• _The task_:
Quote every line as given.

* BEGIN Extracted records *

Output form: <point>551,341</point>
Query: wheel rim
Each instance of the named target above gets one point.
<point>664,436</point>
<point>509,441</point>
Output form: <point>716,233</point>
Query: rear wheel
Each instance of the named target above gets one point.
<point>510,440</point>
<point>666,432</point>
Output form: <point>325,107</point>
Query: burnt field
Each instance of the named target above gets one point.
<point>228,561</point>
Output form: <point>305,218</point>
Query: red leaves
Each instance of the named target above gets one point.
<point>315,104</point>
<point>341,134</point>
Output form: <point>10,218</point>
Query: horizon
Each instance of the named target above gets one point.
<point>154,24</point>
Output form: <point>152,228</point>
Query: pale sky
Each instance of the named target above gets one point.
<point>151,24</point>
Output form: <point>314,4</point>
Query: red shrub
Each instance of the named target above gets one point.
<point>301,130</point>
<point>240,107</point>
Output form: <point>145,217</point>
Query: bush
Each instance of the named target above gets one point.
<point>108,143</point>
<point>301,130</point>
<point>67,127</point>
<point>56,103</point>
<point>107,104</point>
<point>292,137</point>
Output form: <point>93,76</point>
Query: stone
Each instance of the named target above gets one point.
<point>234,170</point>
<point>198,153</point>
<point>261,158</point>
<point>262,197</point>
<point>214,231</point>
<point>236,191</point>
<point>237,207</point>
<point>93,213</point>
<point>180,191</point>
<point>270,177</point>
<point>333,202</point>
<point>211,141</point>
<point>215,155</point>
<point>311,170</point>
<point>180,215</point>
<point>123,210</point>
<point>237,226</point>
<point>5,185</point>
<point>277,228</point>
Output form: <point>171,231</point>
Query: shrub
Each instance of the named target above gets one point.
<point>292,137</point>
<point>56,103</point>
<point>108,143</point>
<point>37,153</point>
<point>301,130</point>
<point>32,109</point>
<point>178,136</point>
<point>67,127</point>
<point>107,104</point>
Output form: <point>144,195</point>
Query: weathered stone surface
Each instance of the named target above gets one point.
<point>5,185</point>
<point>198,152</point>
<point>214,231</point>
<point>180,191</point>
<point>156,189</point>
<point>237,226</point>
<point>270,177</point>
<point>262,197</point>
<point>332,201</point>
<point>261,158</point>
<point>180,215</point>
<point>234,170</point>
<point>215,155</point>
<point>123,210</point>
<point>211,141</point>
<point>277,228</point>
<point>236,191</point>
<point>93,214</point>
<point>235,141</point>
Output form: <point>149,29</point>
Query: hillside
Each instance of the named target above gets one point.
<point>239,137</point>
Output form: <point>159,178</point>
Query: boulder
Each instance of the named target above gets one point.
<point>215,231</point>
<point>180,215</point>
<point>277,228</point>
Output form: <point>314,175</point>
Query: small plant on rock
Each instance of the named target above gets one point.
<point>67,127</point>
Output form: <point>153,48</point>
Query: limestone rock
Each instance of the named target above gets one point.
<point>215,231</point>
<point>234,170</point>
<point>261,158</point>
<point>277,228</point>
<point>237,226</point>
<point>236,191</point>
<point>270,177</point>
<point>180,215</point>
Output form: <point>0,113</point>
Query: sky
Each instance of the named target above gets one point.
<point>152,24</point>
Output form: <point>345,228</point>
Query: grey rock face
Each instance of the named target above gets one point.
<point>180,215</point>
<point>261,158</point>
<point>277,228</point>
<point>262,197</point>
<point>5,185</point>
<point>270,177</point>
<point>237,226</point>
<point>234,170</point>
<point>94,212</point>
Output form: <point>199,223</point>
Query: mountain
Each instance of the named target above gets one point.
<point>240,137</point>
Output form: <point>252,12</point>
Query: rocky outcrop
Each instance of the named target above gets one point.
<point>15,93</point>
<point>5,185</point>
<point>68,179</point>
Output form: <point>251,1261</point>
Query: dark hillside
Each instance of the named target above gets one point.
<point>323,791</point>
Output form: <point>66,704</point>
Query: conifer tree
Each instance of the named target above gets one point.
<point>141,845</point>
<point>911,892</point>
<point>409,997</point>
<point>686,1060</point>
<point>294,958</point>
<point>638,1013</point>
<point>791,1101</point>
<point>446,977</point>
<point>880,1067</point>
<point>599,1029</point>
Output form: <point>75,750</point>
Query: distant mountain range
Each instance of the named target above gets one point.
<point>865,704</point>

* END Extracted records *

• _Worked solution_:
Output form: <point>551,341</point>
Query: wheel rim
Each instance of the named target above gets one point.
<point>664,436</point>
<point>509,441</point>
Output form: <point>716,233</point>
Query: rear wheel
Each instance of the named target above gets one point.
<point>510,440</point>
<point>666,432</point>
Output form: <point>325,107</point>
Query: burnt field
Each instance of the named target above gets one point.
<point>228,561</point>
Output form: <point>305,218</point>
Query: red leaves
Each instance of the named target above gets one point.
<point>315,104</point>
<point>341,134</point>
Output form: <point>10,218</point>
Query: horizon
Each instance of the named target above gets one point.
<point>154,24</point>
Output form: <point>152,228</point>
Query: pale sky
Each instance of the named target above gets one point.
<point>151,24</point>
Output form: <point>314,4</point>
Query: red shrub
Each instance of the named target above gets one point.
<point>301,130</point>
<point>240,107</point>
Output form: <point>145,217</point>
Query: bush
Each instance of the named target above gets one point.
<point>108,143</point>
<point>301,130</point>
<point>67,127</point>
<point>56,103</point>
<point>107,104</point>
<point>292,137</point>
Output form: <point>93,76</point>
Query: stone
Each instance of the named target above gets one point.
<point>234,170</point>
<point>198,153</point>
<point>261,158</point>
<point>262,197</point>
<point>214,231</point>
<point>236,191</point>
<point>237,207</point>
<point>93,213</point>
<point>180,191</point>
<point>270,177</point>
<point>333,202</point>
<point>211,141</point>
<point>215,155</point>
<point>311,170</point>
<point>180,215</point>
<point>123,210</point>
<point>237,226</point>
<point>5,185</point>
<point>277,228</point>
Output form: <point>171,231</point>
Query: shrub
Each instance of the named target above gets one point.
<point>292,137</point>
<point>56,103</point>
<point>108,143</point>
<point>37,153</point>
<point>301,130</point>
<point>32,109</point>
<point>178,136</point>
<point>67,127</point>
<point>107,104</point>
Output form: <point>144,195</point>
Query: weathered stone surface
Each instance of the named target above gets one point.
<point>5,185</point>
<point>198,152</point>
<point>214,231</point>
<point>180,191</point>
<point>156,189</point>
<point>237,226</point>
<point>270,177</point>
<point>262,197</point>
<point>332,201</point>
<point>261,158</point>
<point>180,215</point>
<point>234,170</point>
<point>215,155</point>
<point>123,210</point>
<point>211,141</point>
<point>277,228</point>
<point>236,191</point>
<point>93,214</point>
<point>235,141</point>
Output form: <point>149,29</point>
Query: hillside
Each instance of the named target above gets one point.
<point>239,137</point>
Output form: <point>159,178</point>
Query: boulder
Each instance of the named target above gets one point.
<point>215,231</point>
<point>180,215</point>
<point>277,228</point>
Output form: <point>314,175</point>
Query: small plant on rock
Each instance of the named target above gets one point.
<point>67,127</point>
Output form: <point>153,48</point>
Query: limestone rock
Each instance of the named target above gets one point.
<point>215,231</point>
<point>234,170</point>
<point>261,158</point>
<point>277,228</point>
<point>237,226</point>
<point>236,191</point>
<point>270,177</point>
<point>180,215</point>
Output form: <point>0,113</point>
Query: sky
Each instance of the named target above gets one point.
<point>152,24</point>
Output form: <point>345,228</point>
Query: grey rock face
Each instance of the named target above gets one point.
<point>180,215</point>
<point>261,158</point>
<point>277,228</point>
<point>262,197</point>
<point>5,185</point>
<point>270,177</point>
<point>237,226</point>
<point>234,170</point>
<point>94,212</point>
Output form: <point>199,223</point>
Query: mountain
Each instance of the named target above gets one point.
<point>240,137</point>
Output form: <point>252,12</point>
Query: rocky outcrop
Each instance of the named target above gets one point.
<point>15,93</point>
<point>5,185</point>
<point>68,179</point>
Output form: <point>251,1261</point>
Query: dark hillside
Each instance of the named target above gets one point.
<point>323,791</point>
Output form: <point>66,704</point>
Query: conifer tree
Each instance of the named target above gets one point.
<point>141,845</point>
<point>911,892</point>
<point>409,997</point>
<point>686,1060</point>
<point>294,958</point>
<point>638,1013</point>
<point>791,1101</point>
<point>446,977</point>
<point>880,1067</point>
<point>599,1029</point>
Output form: <point>75,750</point>
Query: distant mountain range
Each instance of the named target above gets one point.
<point>865,704</point>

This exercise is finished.